(Challenge 1) Repeat the stretch of the entries from the line containing "of the **jersey" through the end of the entries, including both ends.

(Excerpted passage)
○ ○ ○

Machine learning (ML) can be used to train classifiers that determine the class to which a given data set belongs. We used supervised learning [32] to train the attack detector with a set of pre-labeled examples. Supervised learning entails a training phase and a testing phase. For each type of attacks, we collected data in ten independent runs and used the same number (1,200) of samples from both classes to avoid any bias. Then, we randomly divided the collected data into training (80 percent) and test (20 percent) data, and separated the data into training (80 percent) and validation (20 percent) data.

We chose three different machine learning algorithms including Logistic Regression (LR) [33], Support Vector Machine (SVM) [34], [35], and Artificial Neural Networks (ANN) (also known as Multilayer Perceptron (MLP)) [36], [37], [38], to build the classifiers with increasing model complexity (many other machine learning algorithms exist, but for demonstration purposes, we chose three commonly used algorithms with different complexities according to the data size).

### 4.1.2 Online Attack Detection

We used a sliding window-based online classification methods similar to that proposed in [39] to detect malicious behavior at runtime. To this end, we collected microarchitectural features at a 100 ms sample period. The multidimensional data were then fed to a machine learning classifier to make decisions as to whether malicious code was being executed or not. The problem of detecting malicious attacks in real time was to make decisions according to the binary time series generated by the base classifier.

○ ○ ○

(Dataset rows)
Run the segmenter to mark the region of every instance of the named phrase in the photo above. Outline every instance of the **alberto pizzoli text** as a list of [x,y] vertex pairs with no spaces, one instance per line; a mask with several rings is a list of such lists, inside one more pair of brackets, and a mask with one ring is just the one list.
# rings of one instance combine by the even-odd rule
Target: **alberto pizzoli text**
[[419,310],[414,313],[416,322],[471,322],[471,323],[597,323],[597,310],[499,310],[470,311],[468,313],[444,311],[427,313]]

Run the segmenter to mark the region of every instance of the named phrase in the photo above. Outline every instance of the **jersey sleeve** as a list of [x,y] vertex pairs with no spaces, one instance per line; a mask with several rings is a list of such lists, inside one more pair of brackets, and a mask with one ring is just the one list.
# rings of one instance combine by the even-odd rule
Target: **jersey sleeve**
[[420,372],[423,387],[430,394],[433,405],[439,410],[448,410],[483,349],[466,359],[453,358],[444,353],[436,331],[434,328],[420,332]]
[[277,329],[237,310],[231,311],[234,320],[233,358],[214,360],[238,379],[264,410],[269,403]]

○ ○ ○

(Challenge 2) Copy the stretch of the attack detection passage from "Machine learning (ML)" through "(20 percent) data.", word for word.

(Right answer 1)
Run the segmenter to mark the region of every instance of the named phrase in the photo above. Outline every instance of the **jersey sleeve** as a list of [x,y] vertex pairs with no spaces, one instance per line; a mask with several rings is a list of such lists, inside one more pair of brackets, and a mask with one ring is just the one list.
# rings of one instance combine by the even-odd rule
Target: **jersey sleeve**
[[420,372],[423,387],[430,394],[433,405],[439,410],[448,410],[483,349],[466,359],[453,358],[444,353],[436,331],[434,328],[420,332]]
[[277,329],[237,310],[231,311],[234,320],[233,358],[214,360],[238,379],[264,410],[269,403]]

(Right answer 2)
Machine learning (ML) can be used to train classifiers that determine the class to which a given data set belongs. We used supervised learning [32] to train the attack detector with a set of pre-labeled examples. Supervised learning entails a training phase and a testing phase. For each type of attacks, we collected data in ten independent runs and used the same number (1,200) of samples from both classes to avoid any bias. Then, we randomly divided the collected data into training (80 percent) and test (20 percent) data, and separated the data into training (80 percent) and validation (20 percent) data.